Task item => All records below are to be set down precisely as written, excluding pictures.

Records for this task =>
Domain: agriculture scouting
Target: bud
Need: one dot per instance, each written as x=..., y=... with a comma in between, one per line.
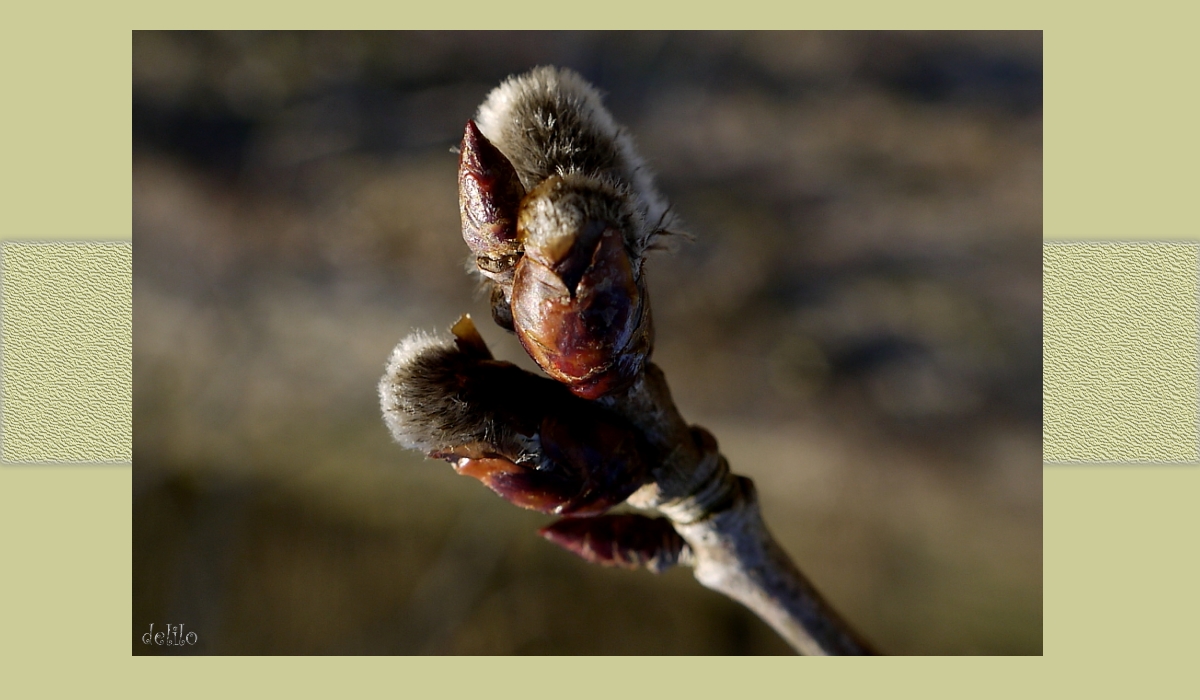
x=579, y=300
x=629, y=542
x=489, y=197
x=523, y=436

Finished task =>
Domain: agriculture scouting
Target: bud
Need: one dot per instance, each written as x=..., y=... with a comma in between, one per line.
x=579, y=300
x=629, y=542
x=489, y=197
x=523, y=436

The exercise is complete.